Goal of the exercise: Repeat each line of the material below exactly.

Records shown:
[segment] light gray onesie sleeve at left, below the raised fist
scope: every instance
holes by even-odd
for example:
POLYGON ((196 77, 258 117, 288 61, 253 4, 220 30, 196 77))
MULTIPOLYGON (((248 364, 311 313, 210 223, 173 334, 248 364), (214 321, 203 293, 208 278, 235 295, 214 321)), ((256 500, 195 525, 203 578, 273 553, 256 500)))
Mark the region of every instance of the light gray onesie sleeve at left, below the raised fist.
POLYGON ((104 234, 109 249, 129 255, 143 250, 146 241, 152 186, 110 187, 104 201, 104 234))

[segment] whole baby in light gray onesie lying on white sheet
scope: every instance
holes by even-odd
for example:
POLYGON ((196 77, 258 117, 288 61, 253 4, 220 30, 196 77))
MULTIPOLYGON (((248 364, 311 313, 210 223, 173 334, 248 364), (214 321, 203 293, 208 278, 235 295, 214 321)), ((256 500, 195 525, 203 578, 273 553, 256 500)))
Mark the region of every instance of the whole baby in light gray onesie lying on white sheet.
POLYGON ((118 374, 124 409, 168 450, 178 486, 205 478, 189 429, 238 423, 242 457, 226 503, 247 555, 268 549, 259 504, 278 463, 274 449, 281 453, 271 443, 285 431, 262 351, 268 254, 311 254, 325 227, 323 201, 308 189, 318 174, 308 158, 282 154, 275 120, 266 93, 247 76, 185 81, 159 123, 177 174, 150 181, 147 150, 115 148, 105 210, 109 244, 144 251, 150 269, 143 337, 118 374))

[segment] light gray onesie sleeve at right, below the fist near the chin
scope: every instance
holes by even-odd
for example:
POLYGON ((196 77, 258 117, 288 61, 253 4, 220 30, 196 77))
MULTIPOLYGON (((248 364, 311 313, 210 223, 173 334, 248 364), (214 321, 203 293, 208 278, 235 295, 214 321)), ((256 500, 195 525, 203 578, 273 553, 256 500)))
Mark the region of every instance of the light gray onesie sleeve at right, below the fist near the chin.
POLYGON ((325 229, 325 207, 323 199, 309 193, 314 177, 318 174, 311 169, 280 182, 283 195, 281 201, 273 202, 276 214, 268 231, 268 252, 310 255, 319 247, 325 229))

Exercise answer:
[segment] light gray onesie sleeve at left, below the raised fist
scope: every instance
holes by even-odd
for example:
POLYGON ((196 77, 258 117, 288 61, 253 4, 220 30, 196 77))
MULTIPOLYGON (((248 364, 311 313, 210 223, 173 334, 248 364), (214 321, 203 293, 208 278, 235 295, 214 321)), ((256 500, 195 525, 203 578, 273 553, 256 500)))
Mark the region of every instance of the light gray onesie sleeve at left, below the raised fist.
POLYGON ((104 234, 109 249, 129 255, 143 250, 146 241, 152 186, 110 187, 104 201, 104 234))

[segment] whole baby in light gray onesie lying on white sheet
scope: every instance
holes by even-odd
for example:
POLYGON ((196 77, 258 117, 288 61, 253 4, 220 30, 196 77))
MULTIPOLYGON (((248 364, 311 313, 210 223, 173 334, 248 364), (214 321, 203 293, 208 278, 235 295, 214 321)), ((256 500, 195 525, 203 578, 273 553, 256 500)))
Mark the region of every instance of the whole baby in light gray onesie lying on white sheet.
POLYGON ((118 374, 124 409, 168 450, 178 486, 205 478, 189 429, 238 423, 242 457, 226 503, 247 555, 268 549, 259 504, 278 463, 274 449, 281 453, 271 443, 285 431, 262 351, 268 254, 311 254, 325 227, 323 201, 308 189, 318 174, 308 158, 282 154, 275 120, 266 93, 247 76, 185 81, 159 123, 177 174, 150 181, 147 150, 115 148, 105 210, 109 244, 144 251, 150 269, 143 337, 118 374))

[segment] light gray onesie sleeve at right, below the fist near the chin
scope: every instance
holes by even-odd
for example:
POLYGON ((196 77, 258 117, 288 61, 253 4, 220 30, 196 77))
MULTIPOLYGON (((248 364, 311 313, 210 223, 173 334, 248 364), (214 321, 203 293, 208 278, 235 295, 214 321)), ((256 500, 195 525, 203 578, 273 553, 256 500)))
Mark the region of every instance of the light gray onesie sleeve at right, below the fist near the chin.
POLYGON ((325 229, 325 207, 323 199, 309 193, 314 177, 318 174, 311 169, 280 182, 283 195, 281 201, 273 202, 276 214, 268 231, 268 252, 310 255, 319 247, 325 229))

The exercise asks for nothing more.